• _ИСХОДНЫЙ ТЕКСТ_:
Режиму нужна литература для воспитания патриотизма. В каждой школе в кабинете литературы висит портрет Толстого. Ни один учитель не напишет там слова Толстого: «Патриотизм — это рабство». Это противоречит самой сути того, чем занимается государство в России.
Зачем преподавать литературу в школе. Плохой учитель может убить любую гениальную книгу. Мне повезло — у меня были хорошие учители по литературе. Антон говорит: поэтому ты здесь, а не там. Может быть, так. Я единственный предмет любил — русский и литературу. По всем остальным были тройки. Тройки ставили, потому что учитель, который ставит двойку, ставит двойку себе.
Если нужно выбрать одну книгу, которая скажет о России всё — смешную, которая в конце становится страшной, — это «История одного города» Салтыкова-Щедрина. Пусть дети читают и, глядишь, когда-нибудь что-нибудь поймут. А если бы я добавлял в школьную программу — трилогия Сухово-Кобылина. «Свадьба Кречинского» — гоголевская комедия о проходимце. «Дело» — русский Кафка, процесс, предсказанный на десятилетия вперёд. «Смерть Тарелкина» — в десятке лучших текстов, написанных по-русски. Если бы это разыгрывали в школьных театрах — могло бы немного изменить мышление.
О Достоевском. Я должен сказать то, что многим не понравится. Достоевский вреден. Не потому что плохой писатель — он великий. Но именно потому, что великий, он опасен. Его читают как пророка, как духовного учителя, как метафизика. А он — человек больной, с тёмными страстями, с имперским шовинизмом, с антисемитизмом. Его идеи о «русском Христе», о «Константинополе», о предназначении России — это яд, который отравляет читателей. И когда путинский режим опирается на идеи Достоевского — это не случайность. Это логика.

Записи из источника данных
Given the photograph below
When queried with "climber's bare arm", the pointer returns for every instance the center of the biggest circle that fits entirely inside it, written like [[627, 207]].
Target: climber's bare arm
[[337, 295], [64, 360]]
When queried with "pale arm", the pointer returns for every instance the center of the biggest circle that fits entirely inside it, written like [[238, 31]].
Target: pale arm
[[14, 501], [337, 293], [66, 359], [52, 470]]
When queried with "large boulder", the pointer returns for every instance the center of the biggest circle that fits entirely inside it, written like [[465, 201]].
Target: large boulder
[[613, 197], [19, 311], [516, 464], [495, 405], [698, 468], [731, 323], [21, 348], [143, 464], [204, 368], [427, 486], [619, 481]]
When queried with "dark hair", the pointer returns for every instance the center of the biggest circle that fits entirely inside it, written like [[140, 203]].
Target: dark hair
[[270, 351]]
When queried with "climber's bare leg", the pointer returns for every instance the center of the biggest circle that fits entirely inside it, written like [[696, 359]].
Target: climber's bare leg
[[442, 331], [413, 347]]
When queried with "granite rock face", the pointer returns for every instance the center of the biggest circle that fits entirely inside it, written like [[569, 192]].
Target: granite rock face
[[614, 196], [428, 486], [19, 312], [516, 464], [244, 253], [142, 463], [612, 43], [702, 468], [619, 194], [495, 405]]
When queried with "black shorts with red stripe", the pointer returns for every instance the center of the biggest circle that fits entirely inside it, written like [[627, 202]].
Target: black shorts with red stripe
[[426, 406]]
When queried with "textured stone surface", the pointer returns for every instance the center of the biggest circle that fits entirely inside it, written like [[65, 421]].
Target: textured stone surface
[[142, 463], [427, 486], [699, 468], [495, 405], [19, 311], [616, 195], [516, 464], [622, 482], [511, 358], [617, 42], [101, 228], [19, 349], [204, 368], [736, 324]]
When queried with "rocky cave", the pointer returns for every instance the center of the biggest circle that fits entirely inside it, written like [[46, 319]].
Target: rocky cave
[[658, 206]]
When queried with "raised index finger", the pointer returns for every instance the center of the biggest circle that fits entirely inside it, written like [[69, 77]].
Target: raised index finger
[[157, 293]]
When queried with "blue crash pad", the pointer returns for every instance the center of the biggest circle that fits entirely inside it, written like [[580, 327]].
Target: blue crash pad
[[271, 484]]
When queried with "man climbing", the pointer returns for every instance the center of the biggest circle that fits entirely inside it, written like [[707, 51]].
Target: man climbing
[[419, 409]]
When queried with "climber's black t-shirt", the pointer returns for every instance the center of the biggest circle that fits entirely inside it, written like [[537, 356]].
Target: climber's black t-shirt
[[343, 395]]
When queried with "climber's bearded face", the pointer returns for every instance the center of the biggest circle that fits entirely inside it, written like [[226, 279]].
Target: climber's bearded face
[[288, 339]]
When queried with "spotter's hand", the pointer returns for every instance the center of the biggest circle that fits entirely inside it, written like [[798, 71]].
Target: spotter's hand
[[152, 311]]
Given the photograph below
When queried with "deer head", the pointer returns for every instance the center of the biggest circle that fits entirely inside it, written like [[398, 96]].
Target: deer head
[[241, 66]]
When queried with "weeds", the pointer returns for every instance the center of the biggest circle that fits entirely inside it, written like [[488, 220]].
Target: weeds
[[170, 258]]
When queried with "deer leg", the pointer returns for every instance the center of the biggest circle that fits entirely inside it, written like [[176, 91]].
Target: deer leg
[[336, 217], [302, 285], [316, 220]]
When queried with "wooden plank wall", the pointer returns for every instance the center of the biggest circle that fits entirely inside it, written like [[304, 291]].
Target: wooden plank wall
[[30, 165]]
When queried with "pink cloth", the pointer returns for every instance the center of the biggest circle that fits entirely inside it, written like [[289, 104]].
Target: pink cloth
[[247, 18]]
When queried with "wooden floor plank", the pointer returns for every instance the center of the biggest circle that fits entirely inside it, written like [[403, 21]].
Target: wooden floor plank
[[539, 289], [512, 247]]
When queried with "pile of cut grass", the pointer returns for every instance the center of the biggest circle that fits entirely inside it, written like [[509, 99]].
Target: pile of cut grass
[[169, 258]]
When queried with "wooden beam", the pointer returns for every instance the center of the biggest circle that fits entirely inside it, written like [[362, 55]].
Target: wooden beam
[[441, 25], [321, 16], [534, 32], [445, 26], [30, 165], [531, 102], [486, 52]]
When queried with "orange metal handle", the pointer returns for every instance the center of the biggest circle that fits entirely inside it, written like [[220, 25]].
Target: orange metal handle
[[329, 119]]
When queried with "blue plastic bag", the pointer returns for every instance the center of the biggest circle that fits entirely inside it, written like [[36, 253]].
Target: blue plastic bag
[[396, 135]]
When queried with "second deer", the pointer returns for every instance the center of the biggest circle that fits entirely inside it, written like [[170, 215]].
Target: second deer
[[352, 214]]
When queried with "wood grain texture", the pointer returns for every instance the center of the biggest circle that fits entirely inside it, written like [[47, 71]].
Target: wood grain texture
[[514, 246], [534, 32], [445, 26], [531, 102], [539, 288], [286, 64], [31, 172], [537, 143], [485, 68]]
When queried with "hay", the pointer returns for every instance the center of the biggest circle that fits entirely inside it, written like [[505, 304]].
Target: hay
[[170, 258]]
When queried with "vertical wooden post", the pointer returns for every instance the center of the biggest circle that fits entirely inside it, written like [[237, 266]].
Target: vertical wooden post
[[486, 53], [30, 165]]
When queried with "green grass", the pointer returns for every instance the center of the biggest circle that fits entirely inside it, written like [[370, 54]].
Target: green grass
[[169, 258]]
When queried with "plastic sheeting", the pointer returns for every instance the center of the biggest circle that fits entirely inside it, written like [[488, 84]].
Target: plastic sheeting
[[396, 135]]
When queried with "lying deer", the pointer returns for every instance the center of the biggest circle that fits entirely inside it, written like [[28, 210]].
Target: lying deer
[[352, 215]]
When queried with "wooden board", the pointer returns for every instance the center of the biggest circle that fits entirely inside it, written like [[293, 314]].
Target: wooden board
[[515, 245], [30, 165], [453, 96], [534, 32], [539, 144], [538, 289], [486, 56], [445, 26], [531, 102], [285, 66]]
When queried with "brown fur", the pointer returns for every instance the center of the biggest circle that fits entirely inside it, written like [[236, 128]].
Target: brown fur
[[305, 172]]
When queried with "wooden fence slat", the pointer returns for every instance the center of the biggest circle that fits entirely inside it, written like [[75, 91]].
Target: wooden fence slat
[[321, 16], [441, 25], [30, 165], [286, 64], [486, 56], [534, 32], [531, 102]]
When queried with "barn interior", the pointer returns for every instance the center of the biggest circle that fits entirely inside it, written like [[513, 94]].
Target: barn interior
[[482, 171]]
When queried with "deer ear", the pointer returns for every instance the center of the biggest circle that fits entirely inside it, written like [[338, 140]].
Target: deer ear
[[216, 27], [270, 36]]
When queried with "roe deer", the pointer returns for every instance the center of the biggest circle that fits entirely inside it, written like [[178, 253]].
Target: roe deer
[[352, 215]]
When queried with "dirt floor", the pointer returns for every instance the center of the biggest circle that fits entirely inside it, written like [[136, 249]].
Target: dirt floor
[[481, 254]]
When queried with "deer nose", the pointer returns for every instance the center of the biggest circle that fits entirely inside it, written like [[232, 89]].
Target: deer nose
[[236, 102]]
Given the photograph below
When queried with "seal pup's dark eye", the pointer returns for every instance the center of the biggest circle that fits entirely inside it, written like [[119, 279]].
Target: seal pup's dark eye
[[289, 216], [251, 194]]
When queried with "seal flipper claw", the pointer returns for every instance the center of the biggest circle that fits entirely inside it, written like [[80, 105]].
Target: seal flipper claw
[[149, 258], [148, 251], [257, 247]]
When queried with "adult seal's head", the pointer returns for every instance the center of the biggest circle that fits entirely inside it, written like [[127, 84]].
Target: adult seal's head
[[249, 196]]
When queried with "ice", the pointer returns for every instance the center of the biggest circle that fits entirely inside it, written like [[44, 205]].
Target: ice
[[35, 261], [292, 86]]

• _ВАША ЗАДАЧА_:
Обновите фрагмент текста о литературе в школе от слов «О Достоевском. Я» до слов «случайность. Это логика.» включительно, заменив «яд» на «токсин».

• _ГОТОВОЕ РЕШЕНИЕ_:
О Достоевском. Я должен сказать то, что многим не понравится. Достоевский вреден. Не потому что плохой писатель — он великий. Но именно потому, что великий, он опасен. Его читают как пророка, как духовного учителя, как метафизика. А он — человек больной, с тёмными страстями, с имперским шовинизмом, с антисемитизмом. Его идеи о «русском Христе», о «Константинополе», о предназначении России — это токсин, который отравляет читателей. И когда путинский режим опирается на идеи Достоевского — это не случайность. Это логика.